Add 22 to every coordinate in the recorded points, and leave the sample coordinates inside the requests unchanged. Rewrite each line from the one containing "Where can you see the soldier?" through the end of the material below, requests included.

Excerpts from point annotation data:
★ ★ ★

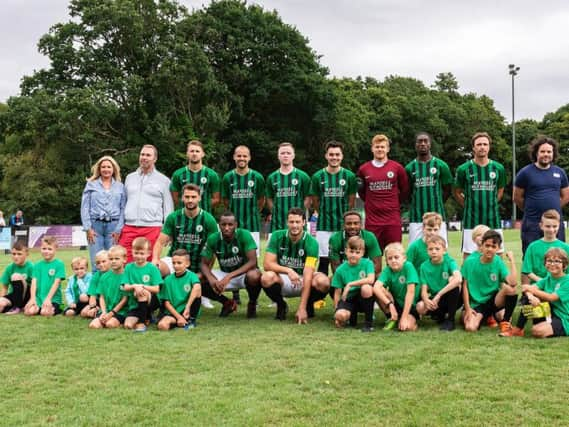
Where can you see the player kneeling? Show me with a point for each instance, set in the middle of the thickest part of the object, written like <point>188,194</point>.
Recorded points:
<point>353,282</point>
<point>180,295</point>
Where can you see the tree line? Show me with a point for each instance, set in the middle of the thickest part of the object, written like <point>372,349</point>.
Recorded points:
<point>124,73</point>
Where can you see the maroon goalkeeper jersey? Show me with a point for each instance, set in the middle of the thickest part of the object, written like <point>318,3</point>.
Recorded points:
<point>383,189</point>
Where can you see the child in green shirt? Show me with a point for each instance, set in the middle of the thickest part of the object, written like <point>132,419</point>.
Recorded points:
<point>353,281</point>
<point>395,289</point>
<point>45,292</point>
<point>180,295</point>
<point>15,280</point>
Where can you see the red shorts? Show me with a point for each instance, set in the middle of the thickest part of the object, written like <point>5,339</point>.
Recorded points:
<point>131,232</point>
<point>386,234</point>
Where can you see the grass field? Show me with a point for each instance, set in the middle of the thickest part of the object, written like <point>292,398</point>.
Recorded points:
<point>263,372</point>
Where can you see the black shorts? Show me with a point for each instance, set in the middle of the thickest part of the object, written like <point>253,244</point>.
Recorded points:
<point>557,326</point>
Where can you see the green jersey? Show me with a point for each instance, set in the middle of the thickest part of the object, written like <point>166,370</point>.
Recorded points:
<point>426,180</point>
<point>333,191</point>
<point>286,191</point>
<point>484,279</point>
<point>347,273</point>
<point>560,287</point>
<point>436,276</point>
<point>480,185</point>
<point>232,254</point>
<point>177,290</point>
<point>189,233</point>
<point>206,178</point>
<point>45,274</point>
<point>293,254</point>
<point>26,270</point>
<point>535,255</point>
<point>243,193</point>
<point>397,282</point>
<point>109,288</point>
<point>338,240</point>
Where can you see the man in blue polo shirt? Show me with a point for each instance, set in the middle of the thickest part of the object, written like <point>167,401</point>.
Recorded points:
<point>540,186</point>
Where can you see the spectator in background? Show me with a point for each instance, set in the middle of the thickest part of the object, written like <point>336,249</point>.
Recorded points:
<point>17,219</point>
<point>102,206</point>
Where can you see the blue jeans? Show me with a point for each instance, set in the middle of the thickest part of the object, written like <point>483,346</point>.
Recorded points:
<point>103,238</point>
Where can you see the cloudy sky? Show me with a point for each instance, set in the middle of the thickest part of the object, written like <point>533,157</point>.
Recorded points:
<point>475,40</point>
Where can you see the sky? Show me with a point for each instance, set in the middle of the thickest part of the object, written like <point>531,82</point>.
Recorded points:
<point>475,40</point>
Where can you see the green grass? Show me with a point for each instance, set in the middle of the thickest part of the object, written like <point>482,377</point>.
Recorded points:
<point>251,372</point>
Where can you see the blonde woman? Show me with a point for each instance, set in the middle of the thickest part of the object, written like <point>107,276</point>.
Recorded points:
<point>102,206</point>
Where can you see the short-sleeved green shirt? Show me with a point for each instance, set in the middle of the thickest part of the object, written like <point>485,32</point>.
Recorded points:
<point>177,290</point>
<point>292,254</point>
<point>206,178</point>
<point>286,191</point>
<point>338,241</point>
<point>426,180</point>
<point>243,193</point>
<point>148,275</point>
<point>535,255</point>
<point>436,276</point>
<point>45,274</point>
<point>26,270</point>
<point>333,191</point>
<point>560,287</point>
<point>397,282</point>
<point>230,254</point>
<point>484,279</point>
<point>347,273</point>
<point>480,185</point>
<point>189,233</point>
<point>109,288</point>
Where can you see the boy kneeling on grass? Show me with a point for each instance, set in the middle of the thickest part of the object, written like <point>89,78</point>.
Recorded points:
<point>440,280</point>
<point>395,289</point>
<point>489,289</point>
<point>15,281</point>
<point>111,299</point>
<point>353,281</point>
<point>180,295</point>
<point>554,289</point>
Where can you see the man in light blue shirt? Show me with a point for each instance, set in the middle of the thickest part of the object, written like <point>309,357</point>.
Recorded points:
<point>148,201</point>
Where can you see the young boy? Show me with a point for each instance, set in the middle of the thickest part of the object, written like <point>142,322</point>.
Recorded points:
<point>353,281</point>
<point>488,288</point>
<point>395,289</point>
<point>77,286</point>
<point>533,268</point>
<point>417,251</point>
<point>142,282</point>
<point>554,289</point>
<point>103,265</point>
<point>440,281</point>
<point>111,299</point>
<point>180,295</point>
<point>45,291</point>
<point>15,281</point>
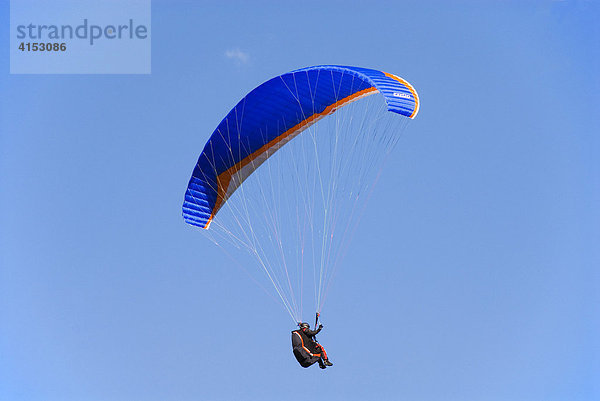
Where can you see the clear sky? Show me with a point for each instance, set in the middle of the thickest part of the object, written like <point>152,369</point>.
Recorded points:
<point>476,277</point>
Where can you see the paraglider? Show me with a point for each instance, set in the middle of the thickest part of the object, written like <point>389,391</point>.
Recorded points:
<point>323,139</point>
<point>306,348</point>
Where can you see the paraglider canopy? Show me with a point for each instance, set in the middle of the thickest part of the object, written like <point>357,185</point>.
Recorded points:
<point>273,114</point>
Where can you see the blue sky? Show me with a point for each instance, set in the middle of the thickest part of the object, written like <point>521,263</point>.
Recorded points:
<point>475,277</point>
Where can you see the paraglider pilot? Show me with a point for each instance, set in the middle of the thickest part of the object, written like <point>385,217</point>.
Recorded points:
<point>306,349</point>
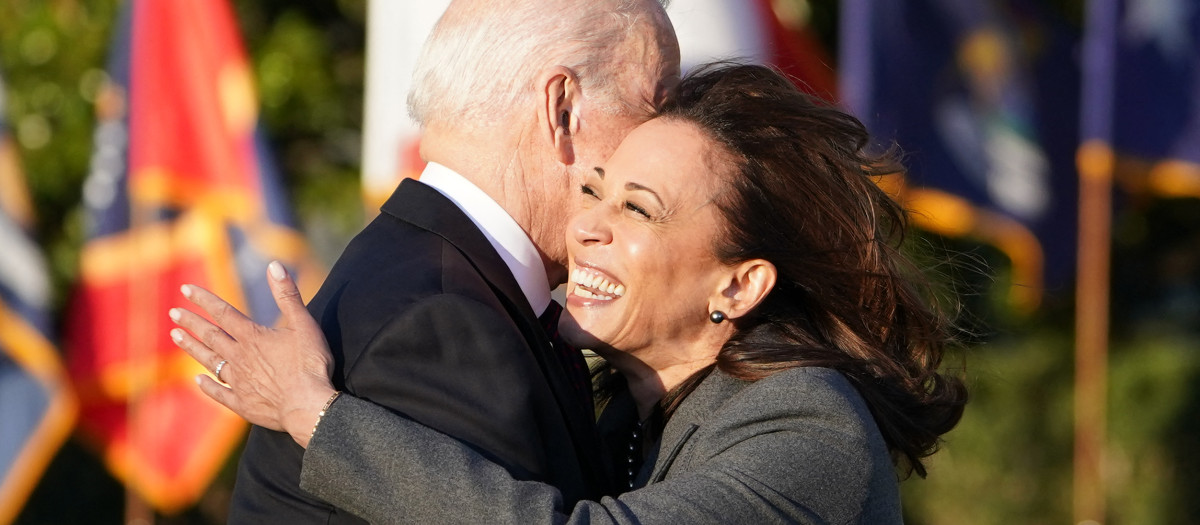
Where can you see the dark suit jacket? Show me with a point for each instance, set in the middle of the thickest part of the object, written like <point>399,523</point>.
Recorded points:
<point>798,446</point>
<point>425,319</point>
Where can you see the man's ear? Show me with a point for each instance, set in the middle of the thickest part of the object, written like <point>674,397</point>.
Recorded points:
<point>748,285</point>
<point>559,118</point>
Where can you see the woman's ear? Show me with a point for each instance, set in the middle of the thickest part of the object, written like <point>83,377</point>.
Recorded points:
<point>748,287</point>
<point>561,100</point>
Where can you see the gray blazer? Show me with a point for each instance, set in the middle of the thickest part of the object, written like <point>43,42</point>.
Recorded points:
<point>798,446</point>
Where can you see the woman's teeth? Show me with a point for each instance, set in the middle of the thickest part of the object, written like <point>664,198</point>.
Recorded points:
<point>593,285</point>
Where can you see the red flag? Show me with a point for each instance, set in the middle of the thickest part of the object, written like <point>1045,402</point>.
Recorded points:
<point>181,191</point>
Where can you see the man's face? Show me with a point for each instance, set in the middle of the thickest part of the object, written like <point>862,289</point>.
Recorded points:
<point>647,72</point>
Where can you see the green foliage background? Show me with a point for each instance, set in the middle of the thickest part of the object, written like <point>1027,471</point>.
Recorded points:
<point>1008,462</point>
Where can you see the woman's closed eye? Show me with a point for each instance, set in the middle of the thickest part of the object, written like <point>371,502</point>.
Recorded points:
<point>634,207</point>
<point>586,189</point>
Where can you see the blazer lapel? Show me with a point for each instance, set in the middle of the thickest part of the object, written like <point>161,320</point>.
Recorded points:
<point>702,403</point>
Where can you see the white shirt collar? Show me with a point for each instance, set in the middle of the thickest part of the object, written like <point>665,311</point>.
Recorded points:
<point>505,235</point>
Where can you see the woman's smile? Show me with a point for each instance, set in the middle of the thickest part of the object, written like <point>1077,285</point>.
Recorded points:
<point>594,285</point>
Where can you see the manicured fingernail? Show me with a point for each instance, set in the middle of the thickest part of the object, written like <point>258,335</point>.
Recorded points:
<point>276,270</point>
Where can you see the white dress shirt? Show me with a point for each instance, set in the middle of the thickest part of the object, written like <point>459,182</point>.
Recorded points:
<point>505,235</point>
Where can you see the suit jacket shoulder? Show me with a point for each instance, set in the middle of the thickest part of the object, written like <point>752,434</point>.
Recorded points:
<point>424,319</point>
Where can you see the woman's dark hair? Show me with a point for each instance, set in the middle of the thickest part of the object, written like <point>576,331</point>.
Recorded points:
<point>803,195</point>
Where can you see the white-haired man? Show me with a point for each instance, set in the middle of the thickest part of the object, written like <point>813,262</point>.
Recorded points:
<point>433,309</point>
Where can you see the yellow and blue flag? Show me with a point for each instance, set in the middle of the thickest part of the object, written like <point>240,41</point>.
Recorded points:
<point>982,98</point>
<point>1141,94</point>
<point>37,408</point>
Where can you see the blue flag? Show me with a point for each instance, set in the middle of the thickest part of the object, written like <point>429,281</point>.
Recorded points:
<point>1141,92</point>
<point>36,408</point>
<point>981,96</point>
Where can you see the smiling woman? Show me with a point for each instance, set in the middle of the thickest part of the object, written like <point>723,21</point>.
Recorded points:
<point>769,357</point>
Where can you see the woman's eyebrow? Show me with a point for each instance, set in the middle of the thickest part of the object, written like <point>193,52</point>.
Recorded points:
<point>633,186</point>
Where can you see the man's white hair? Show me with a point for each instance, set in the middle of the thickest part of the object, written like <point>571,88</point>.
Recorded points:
<point>480,66</point>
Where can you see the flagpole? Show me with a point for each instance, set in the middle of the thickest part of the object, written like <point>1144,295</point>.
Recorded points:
<point>1090,489</point>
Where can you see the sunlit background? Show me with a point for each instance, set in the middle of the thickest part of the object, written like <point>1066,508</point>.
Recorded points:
<point>1000,106</point>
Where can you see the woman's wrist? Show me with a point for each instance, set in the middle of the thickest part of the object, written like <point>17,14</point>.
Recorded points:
<point>301,421</point>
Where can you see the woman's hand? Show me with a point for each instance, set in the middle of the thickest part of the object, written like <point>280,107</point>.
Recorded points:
<point>274,378</point>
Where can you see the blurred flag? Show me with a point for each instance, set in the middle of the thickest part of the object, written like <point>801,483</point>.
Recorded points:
<point>765,31</point>
<point>181,191</point>
<point>36,406</point>
<point>982,97</point>
<point>1141,91</point>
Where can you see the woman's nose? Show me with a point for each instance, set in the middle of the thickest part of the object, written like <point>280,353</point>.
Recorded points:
<point>591,225</point>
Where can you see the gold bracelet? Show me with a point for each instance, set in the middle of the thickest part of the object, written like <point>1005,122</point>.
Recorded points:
<point>322,414</point>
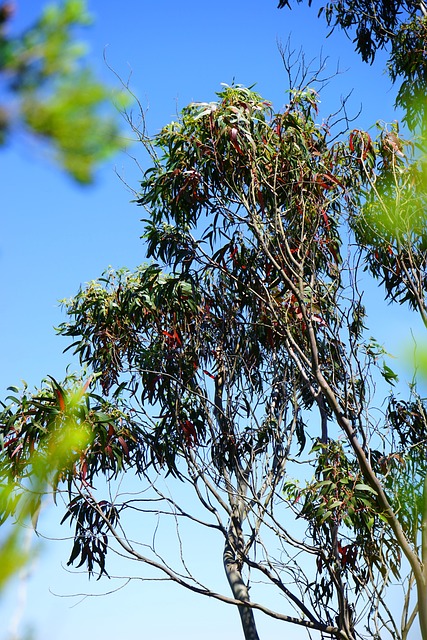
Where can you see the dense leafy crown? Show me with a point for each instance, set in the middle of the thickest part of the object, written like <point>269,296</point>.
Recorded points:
<point>244,339</point>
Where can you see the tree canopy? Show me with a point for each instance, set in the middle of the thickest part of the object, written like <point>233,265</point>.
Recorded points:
<point>237,362</point>
<point>398,27</point>
<point>50,91</point>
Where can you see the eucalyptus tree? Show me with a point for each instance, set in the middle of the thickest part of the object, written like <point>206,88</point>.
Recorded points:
<point>237,365</point>
<point>400,29</point>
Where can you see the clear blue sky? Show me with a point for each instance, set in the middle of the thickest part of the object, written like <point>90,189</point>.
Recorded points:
<point>55,236</point>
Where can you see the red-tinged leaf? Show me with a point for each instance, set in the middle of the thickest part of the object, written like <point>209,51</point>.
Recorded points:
<point>61,400</point>
<point>124,445</point>
<point>190,433</point>
<point>16,450</point>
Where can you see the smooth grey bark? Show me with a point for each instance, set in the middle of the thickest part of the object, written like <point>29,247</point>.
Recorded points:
<point>240,590</point>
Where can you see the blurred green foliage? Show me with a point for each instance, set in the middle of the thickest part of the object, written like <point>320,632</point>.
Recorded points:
<point>49,90</point>
<point>67,435</point>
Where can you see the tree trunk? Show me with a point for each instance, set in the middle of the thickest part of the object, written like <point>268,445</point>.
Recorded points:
<point>240,591</point>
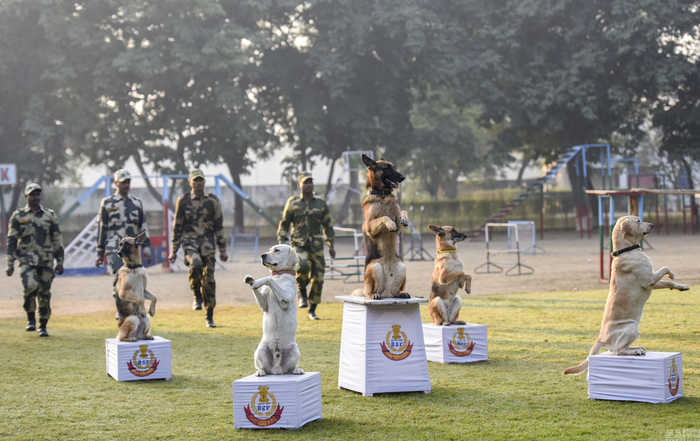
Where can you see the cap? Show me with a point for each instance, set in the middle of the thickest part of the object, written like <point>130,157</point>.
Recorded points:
<point>122,175</point>
<point>31,186</point>
<point>303,176</point>
<point>197,173</point>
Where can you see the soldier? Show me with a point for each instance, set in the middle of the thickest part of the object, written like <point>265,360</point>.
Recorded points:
<point>198,228</point>
<point>307,214</point>
<point>120,215</point>
<point>35,240</point>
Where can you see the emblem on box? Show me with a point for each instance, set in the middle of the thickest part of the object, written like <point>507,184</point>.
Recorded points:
<point>263,410</point>
<point>143,363</point>
<point>674,379</point>
<point>461,343</point>
<point>396,346</point>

★ ★ ★

• Response:
Where can you see the soldier? Show me with a point for each instance, set in the middle of the thickest part of the object, written like <point>265,360</point>.
Recorded points:
<point>220,250</point>
<point>329,236</point>
<point>142,237</point>
<point>57,262</point>
Where can you see the emblem on box? Show me with a point for each instance, set in the middle of the thickest part of the object, written like <point>507,184</point>.
Recorded points:
<point>285,432</point>
<point>165,385</point>
<point>696,401</point>
<point>483,365</point>
<point>418,368</point>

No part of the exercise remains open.